Records to process →
┄┄┄┄┄┄┄┄┄┄┄┄┄┄┄┄┄┄┄┄
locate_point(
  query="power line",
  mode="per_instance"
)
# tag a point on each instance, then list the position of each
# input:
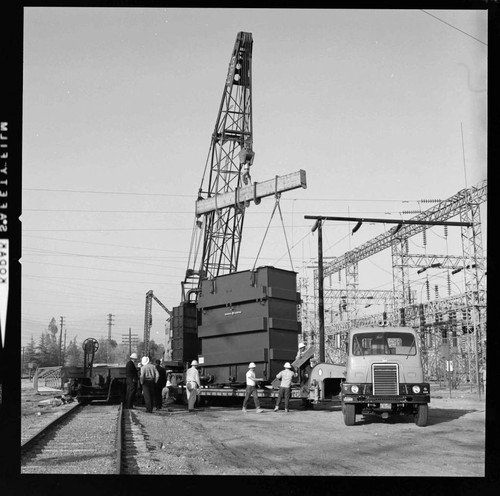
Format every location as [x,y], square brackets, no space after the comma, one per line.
[104,192]
[100,244]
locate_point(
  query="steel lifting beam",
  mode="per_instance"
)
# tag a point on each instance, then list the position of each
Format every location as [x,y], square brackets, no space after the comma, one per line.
[254,191]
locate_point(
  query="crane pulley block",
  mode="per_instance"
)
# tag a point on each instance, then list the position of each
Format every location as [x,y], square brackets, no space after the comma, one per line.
[254,191]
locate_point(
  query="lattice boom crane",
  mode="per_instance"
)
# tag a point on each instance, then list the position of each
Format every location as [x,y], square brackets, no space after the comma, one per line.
[226,188]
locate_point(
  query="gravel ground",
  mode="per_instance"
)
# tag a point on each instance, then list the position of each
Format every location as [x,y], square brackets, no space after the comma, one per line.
[222,440]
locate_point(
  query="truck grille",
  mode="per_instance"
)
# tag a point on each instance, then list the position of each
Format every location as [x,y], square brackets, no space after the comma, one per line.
[385,379]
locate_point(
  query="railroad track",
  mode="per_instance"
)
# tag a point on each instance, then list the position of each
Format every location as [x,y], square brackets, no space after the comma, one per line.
[85,440]
[89,439]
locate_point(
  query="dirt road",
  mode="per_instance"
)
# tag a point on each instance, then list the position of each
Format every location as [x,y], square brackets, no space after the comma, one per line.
[221,440]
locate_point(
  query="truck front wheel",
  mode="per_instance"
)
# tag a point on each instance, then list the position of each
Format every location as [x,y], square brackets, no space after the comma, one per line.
[349,414]
[421,415]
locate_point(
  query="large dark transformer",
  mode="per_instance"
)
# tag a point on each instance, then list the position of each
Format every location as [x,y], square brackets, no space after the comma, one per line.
[248,316]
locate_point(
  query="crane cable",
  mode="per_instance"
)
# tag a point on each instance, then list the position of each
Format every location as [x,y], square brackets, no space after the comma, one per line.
[276,205]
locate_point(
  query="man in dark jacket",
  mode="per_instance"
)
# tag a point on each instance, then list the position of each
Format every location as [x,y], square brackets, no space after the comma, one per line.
[160,384]
[148,378]
[132,377]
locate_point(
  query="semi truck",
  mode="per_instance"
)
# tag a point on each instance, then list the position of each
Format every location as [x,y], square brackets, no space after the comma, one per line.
[384,375]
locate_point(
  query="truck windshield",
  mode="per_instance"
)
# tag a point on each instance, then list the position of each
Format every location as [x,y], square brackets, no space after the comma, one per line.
[383,343]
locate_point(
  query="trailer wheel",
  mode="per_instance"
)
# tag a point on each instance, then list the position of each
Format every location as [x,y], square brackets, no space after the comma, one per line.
[421,415]
[349,412]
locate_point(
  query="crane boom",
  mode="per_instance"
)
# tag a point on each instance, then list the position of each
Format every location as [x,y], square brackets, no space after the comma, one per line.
[226,187]
[227,168]
[148,318]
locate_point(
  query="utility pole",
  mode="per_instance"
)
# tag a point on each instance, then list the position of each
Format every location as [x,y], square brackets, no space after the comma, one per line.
[110,323]
[60,341]
[321,301]
[64,347]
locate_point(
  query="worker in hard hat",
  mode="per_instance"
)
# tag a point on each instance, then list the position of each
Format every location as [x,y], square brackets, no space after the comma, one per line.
[302,349]
[192,385]
[149,377]
[285,376]
[251,390]
[132,379]
[304,371]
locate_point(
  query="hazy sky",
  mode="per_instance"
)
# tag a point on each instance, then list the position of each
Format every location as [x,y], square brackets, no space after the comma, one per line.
[119,107]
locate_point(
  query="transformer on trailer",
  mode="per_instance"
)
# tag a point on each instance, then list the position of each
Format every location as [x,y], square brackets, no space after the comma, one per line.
[248,316]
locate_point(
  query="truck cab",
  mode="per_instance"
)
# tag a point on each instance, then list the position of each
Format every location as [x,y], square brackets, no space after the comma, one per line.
[384,375]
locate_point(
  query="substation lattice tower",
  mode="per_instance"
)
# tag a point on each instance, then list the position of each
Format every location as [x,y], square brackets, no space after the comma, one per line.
[438,319]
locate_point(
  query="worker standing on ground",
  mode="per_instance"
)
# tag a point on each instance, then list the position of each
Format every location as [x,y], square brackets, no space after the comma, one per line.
[192,385]
[132,378]
[149,377]
[251,389]
[286,376]
[160,384]
[302,349]
[303,372]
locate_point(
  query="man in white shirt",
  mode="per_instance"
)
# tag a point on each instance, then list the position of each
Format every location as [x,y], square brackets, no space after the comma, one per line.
┄┄┄┄┄┄┄┄┄┄┄┄┄┄┄┄┄┄┄┄
Job → Which lines of the records above contain the string "truck"? Return every one of them in full, treating uppercase and lowercase as different.

Written solution →
  query="truck grille",
  query="truck front wheel",
  query="semi truck",
  query="truck windshield",
  query="truck cab",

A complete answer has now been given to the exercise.